### What to work on
1/ In the Quito travel account, in what year was Quito's Old Town declared a UNESCO World Cultural Heritage Site?
2/ Please list everything the Quito travel account says the Old Town is full of.
3/ Carry the Quito travel account forward from its final sentence about reaching the inside of the clock tower.

Selected text Block Start

We promised to come back to exotic fruit later, since we were impatient to explore Quito’s Old Town. Quito is the capital of Ecuador, and in 1978 its Old Town was declared the first UNESCO World Cultural Heritage Site (along with Kraków). It’s full of crowded streets, shops blaring music, old cars flying around corners with reckless abandon, and beautifully-preserved Spanish colonial architecture. For example,
(Look how smiley Raphael is! And look at his sweet NASA bag!)
This is CL’s first time traveling outside of the US, and he remarked that “this feels very foreign.”
After wandering around for a while, we stopped at the Basílica del Voto Nacional, enormous and neo-Gothic.
The $1 to go inside was well worth it:
We also paid $2 to climb to the top of the clock tower. This would not have been worth it for the faint-hearted; we climbed dizzyingly steep ladders, traversed wooden bridges with questionable structural integrity, and circled up spiral staircases. You know those ladders you sometimes see on the sides of old buildings, presumably there so that people to do maintenance? We climbed those ladders. Here’s CL leading the way:
Here’s the sketchy wooden ramp, which took us across the basilica’s buttresses:
Here are the boys on one of several spiral staircases:
and here is the inside of the clock tower, which we finally reached.

Selected text Block End
Extracted records Block Start

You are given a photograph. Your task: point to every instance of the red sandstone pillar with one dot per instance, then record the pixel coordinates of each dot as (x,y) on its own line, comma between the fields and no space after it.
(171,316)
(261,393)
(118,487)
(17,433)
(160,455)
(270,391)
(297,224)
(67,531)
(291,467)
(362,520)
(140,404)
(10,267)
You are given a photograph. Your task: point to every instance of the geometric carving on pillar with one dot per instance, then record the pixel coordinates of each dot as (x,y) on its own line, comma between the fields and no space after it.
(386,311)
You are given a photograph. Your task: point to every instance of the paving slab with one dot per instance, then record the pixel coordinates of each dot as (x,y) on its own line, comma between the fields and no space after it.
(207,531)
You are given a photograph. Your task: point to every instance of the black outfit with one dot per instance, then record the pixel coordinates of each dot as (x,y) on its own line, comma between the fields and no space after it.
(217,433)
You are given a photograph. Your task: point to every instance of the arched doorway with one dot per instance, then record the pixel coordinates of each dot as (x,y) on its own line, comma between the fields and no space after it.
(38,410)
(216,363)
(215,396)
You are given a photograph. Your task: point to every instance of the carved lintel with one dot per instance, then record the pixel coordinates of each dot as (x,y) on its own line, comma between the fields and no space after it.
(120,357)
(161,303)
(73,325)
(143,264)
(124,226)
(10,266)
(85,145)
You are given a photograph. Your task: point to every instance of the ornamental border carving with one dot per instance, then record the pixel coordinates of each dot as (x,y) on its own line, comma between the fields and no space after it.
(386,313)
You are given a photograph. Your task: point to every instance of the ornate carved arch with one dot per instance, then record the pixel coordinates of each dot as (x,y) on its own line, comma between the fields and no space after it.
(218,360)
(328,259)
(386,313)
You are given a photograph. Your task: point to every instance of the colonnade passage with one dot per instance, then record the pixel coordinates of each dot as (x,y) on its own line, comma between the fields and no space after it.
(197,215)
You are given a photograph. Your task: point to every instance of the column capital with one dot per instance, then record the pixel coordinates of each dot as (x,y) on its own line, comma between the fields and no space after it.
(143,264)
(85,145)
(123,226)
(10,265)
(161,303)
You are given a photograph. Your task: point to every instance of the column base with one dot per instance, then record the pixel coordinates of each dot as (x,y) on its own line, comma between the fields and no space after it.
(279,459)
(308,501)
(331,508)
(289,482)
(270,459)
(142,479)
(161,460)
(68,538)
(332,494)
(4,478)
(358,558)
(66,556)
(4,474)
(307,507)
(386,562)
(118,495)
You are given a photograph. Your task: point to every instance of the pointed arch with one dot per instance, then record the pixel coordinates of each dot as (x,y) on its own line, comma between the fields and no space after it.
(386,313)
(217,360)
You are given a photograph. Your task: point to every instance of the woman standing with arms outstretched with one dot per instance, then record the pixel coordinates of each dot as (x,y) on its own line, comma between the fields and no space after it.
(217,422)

Extracted records Block End

### Responses in order
1/ 1978

2/
- Crowded streets
- Shops blaring music
- Old cars flying around corners with reckless abandon
- Beautifully-preserved Spanish colonial architecture

3/
The staircases and ladders took us up to beautiful views. Of course, the feeling of being up there can’t be captured on camera, but here are a few attempts:
Between the two clock towers, in the distance, you can see a little figure sticking out on top of the hill. That’s a gigantic statue of Jesus. After we returned to ground level and ate lunch, we set out to hike up to the statue. Near the bottom of the hill, we paused to examine a map — and suddenly, a local starting yelling to us from the opposite side of the street. We were startled to hear someone speaking to us in English (there isn’t much English spoken here) and even more startled to hear “DON’T GO THERE. IT IS TOO DANGEROUS. TAKE A TAXI AND LEAVE THIS PLACE, NOW!” Um, okay. We obliged, and found out later that the hike up to Jesus is infamous for robberies. Thank you, stranger!
By this point, it was raining, so I suggested that we go to the Museo de Ciudad since it came highly recommended by my guide book. Raphael took a pass to read the guide book and CL and I wandered through the exhibitions. A museum attendant told us that there was going to be a special workshop, and from the confusing gesticulation and Spanglish we gathered that it was a workshop on making indigenous face masks.
We showed up, and found out that it was actually “learn to draw caricatures of people like Jack Black.” We said “no, graçias” and left.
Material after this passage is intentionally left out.